--- Start Material for the task ---

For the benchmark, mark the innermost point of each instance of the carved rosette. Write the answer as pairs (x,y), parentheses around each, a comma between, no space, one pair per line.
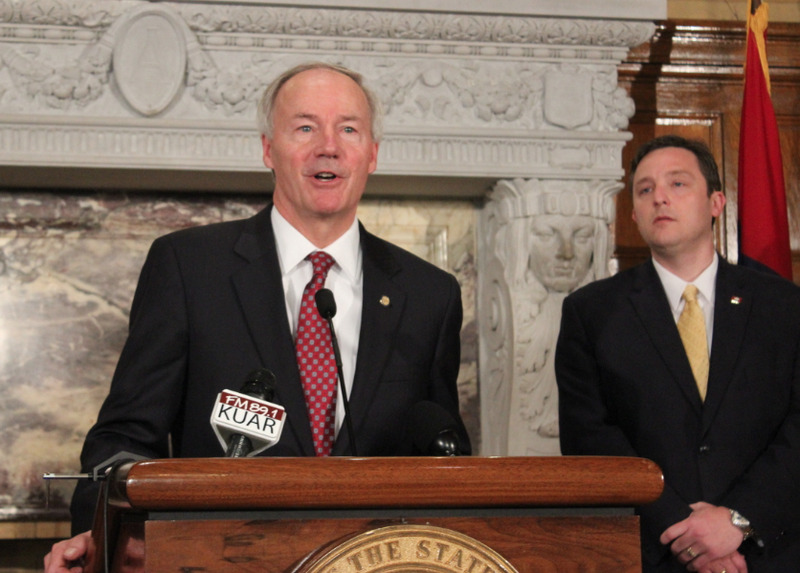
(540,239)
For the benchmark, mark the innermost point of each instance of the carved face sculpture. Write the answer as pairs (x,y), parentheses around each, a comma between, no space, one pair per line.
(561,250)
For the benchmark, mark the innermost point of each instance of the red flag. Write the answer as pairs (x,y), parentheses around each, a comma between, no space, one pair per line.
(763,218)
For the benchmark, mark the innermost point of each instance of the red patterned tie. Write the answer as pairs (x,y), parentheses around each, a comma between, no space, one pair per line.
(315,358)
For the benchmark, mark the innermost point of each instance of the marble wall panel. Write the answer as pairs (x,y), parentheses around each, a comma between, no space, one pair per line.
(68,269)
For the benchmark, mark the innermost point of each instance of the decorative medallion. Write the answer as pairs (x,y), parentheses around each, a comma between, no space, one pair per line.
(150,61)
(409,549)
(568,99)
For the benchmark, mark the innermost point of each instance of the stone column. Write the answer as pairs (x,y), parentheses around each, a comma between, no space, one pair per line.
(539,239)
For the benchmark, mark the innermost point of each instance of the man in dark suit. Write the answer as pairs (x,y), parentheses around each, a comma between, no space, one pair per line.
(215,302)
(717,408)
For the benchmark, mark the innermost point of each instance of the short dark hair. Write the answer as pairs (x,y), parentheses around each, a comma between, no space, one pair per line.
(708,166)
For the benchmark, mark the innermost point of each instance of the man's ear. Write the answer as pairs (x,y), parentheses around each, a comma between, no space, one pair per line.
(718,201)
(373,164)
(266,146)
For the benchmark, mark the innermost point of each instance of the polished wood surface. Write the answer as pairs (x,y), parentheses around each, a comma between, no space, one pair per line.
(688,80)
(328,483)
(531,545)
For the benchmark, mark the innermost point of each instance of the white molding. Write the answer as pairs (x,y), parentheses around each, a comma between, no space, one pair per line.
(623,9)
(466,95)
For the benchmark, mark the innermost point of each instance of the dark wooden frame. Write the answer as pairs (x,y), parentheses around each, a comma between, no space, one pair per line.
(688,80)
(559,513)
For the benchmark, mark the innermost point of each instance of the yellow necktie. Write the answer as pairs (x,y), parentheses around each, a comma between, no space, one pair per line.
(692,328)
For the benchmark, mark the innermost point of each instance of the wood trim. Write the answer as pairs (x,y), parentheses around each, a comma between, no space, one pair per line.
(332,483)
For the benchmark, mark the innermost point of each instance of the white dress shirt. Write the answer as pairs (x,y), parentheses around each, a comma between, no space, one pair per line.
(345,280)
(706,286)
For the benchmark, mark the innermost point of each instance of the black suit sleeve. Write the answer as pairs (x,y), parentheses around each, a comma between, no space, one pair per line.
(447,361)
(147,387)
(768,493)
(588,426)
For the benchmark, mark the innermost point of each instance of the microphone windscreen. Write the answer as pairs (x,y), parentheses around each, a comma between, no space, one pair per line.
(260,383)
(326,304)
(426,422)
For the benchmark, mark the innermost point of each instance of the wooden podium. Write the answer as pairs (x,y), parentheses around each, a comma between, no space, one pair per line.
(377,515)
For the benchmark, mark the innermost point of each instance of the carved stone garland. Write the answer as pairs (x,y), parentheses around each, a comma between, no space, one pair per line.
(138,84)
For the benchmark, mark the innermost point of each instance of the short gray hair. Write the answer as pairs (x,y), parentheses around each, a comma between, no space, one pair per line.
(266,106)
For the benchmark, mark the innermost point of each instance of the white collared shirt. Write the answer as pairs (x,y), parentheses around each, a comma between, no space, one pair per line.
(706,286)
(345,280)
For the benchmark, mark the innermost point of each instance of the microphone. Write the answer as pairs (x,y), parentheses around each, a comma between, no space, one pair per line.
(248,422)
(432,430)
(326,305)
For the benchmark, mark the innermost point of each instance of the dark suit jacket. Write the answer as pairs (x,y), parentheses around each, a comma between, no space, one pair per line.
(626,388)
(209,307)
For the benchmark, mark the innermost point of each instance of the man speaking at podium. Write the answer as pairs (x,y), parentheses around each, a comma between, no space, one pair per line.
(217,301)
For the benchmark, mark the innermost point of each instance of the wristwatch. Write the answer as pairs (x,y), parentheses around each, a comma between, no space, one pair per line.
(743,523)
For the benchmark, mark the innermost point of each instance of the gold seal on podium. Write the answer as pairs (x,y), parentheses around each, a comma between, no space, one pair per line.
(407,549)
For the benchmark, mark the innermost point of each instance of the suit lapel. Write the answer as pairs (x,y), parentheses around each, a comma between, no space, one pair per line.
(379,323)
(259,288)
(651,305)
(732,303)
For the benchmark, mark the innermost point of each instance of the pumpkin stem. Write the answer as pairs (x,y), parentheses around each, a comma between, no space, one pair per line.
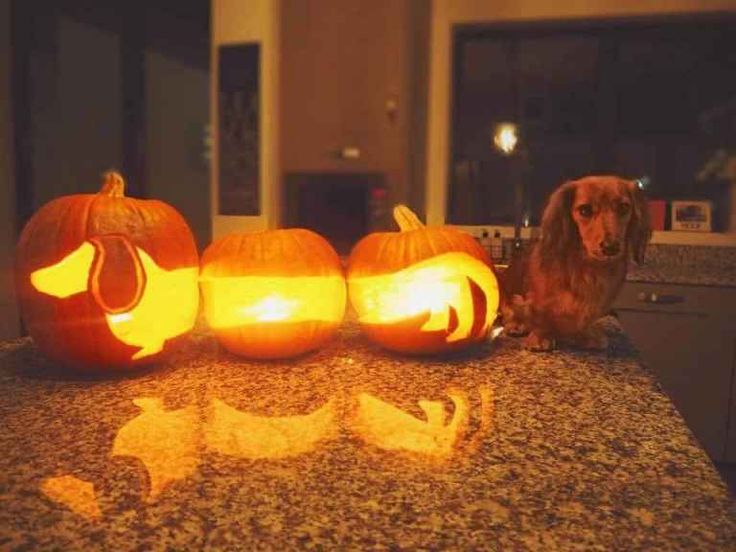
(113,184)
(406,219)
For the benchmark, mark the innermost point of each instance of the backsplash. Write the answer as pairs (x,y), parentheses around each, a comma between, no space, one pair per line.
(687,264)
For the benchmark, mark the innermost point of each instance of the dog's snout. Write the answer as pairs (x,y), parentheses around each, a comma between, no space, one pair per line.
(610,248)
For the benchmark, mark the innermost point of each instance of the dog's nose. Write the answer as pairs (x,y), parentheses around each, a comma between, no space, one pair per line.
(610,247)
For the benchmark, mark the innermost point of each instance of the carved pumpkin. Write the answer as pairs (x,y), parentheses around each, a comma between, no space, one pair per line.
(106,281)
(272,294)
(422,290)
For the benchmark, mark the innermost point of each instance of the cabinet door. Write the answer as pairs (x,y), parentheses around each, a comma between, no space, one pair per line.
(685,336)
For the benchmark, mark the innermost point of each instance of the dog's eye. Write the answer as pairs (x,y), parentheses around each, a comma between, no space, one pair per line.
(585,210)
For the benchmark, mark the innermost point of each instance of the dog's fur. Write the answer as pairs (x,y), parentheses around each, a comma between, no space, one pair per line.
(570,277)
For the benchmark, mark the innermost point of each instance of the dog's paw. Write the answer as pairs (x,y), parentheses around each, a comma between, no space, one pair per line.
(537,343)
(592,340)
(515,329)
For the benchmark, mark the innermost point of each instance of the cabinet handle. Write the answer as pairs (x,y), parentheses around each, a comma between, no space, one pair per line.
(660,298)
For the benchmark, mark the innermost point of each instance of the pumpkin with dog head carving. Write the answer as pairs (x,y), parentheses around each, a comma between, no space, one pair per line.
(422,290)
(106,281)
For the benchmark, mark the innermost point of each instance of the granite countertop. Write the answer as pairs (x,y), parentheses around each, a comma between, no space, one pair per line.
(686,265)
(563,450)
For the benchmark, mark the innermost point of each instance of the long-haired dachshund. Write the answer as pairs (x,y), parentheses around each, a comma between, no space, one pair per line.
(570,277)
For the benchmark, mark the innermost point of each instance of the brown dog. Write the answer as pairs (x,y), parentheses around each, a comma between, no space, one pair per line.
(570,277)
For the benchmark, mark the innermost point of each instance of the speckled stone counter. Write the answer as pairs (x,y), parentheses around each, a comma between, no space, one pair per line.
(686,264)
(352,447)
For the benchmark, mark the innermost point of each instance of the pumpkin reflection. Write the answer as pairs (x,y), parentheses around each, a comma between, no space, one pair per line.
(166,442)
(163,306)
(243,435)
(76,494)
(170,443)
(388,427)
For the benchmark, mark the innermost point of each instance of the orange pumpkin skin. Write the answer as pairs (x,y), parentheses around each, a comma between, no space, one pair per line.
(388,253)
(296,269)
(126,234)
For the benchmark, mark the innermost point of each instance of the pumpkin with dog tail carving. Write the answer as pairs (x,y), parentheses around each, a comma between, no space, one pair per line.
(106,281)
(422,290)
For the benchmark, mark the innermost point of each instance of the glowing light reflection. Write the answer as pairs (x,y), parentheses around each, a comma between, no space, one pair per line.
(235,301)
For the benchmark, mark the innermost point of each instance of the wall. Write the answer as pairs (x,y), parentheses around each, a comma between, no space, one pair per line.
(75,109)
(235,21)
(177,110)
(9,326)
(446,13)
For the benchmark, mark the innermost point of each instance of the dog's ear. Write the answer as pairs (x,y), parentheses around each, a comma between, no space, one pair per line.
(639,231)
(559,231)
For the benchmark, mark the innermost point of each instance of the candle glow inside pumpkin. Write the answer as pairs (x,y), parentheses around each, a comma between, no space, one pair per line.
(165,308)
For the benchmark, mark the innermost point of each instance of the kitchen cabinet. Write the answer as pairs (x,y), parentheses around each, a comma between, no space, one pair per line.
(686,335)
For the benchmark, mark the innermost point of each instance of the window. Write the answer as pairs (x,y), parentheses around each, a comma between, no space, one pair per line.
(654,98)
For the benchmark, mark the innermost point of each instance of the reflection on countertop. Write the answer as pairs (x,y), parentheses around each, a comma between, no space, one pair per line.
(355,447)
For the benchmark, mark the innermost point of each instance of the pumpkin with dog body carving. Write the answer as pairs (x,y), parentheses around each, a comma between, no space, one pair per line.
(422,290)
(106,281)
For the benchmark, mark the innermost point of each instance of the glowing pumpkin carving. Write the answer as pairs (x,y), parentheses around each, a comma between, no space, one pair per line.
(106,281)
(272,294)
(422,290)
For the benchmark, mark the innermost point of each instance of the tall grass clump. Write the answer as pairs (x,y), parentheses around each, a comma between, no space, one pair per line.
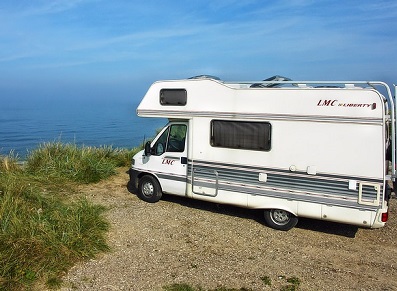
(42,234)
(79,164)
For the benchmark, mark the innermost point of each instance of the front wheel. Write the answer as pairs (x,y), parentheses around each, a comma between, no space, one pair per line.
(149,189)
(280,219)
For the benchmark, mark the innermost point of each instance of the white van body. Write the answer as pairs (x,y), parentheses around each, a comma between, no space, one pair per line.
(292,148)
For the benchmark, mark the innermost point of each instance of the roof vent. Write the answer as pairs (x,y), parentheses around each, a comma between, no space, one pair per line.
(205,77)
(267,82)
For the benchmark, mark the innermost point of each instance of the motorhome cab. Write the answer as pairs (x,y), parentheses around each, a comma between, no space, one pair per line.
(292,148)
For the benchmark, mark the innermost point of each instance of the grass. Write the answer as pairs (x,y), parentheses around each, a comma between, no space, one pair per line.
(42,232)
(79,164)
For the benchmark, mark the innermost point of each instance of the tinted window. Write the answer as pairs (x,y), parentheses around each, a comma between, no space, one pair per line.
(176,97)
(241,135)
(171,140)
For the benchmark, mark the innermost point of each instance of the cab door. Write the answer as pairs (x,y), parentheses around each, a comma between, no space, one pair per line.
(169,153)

--- End Material for the task ---

* Set task
Exclude the pictures, and output exactly the lines from the one with "the glowing pumpkin" through the last line of the records, both included.

* Exercise answer
For the benchmark, mark the innermost point of each instance of the glowing pumpkin carving. Write the answer as pairs (x,y), parentheses around each, a comma between, no space, one pair per line.
(106,281)
(272,294)
(422,290)
For the benchmark, mark the innermost point of each instance of the tall grass clump. Write the answer as pairs (x,y), parentheses around each, a comma between, no space, one pair per line.
(42,234)
(79,164)
For the benchmark, mark the innermost point of each instance of the front wheel. Write the answer as pairs (x,y), parentheses around each, a comma between, no space, one pair per line.
(149,189)
(280,219)
For the benchmark, mark the innermost point of each instance of the white van body. Write the answer as pairs (x,y), parentheses around each, a comma between, no space, one pair per line.
(292,148)
For the benchmark, mark the innermost point of each instance of the roof vent. Write the answer as pairs (x,y), parentheses around each, a comma between, no space, one pair per line.
(205,77)
(267,82)
For the benchmark, mark the innermost point of each instance of the motorhome cab. Write the answer as pairs (x,y), parentheses around each, a comma between, no space, one pair per line.
(292,148)
For the benchmark, mark the innermost point of each instance of the grass. Write the answer as pairs (x,y), parentheses around each, a comma between, no space, one pair per line.
(42,232)
(79,164)
For the benchmark, mark the innermost point of each instance of the tinted window. Write the answer as pairs (x,y), parentheses around each, a comma between, no space, one pair per line.
(176,97)
(241,135)
(171,140)
For the benchmark, mark the innermost point of each instance of the cab door. Write the answer as pairs (x,y), parentheses around each, a comma between, no space, one pair per line.
(169,153)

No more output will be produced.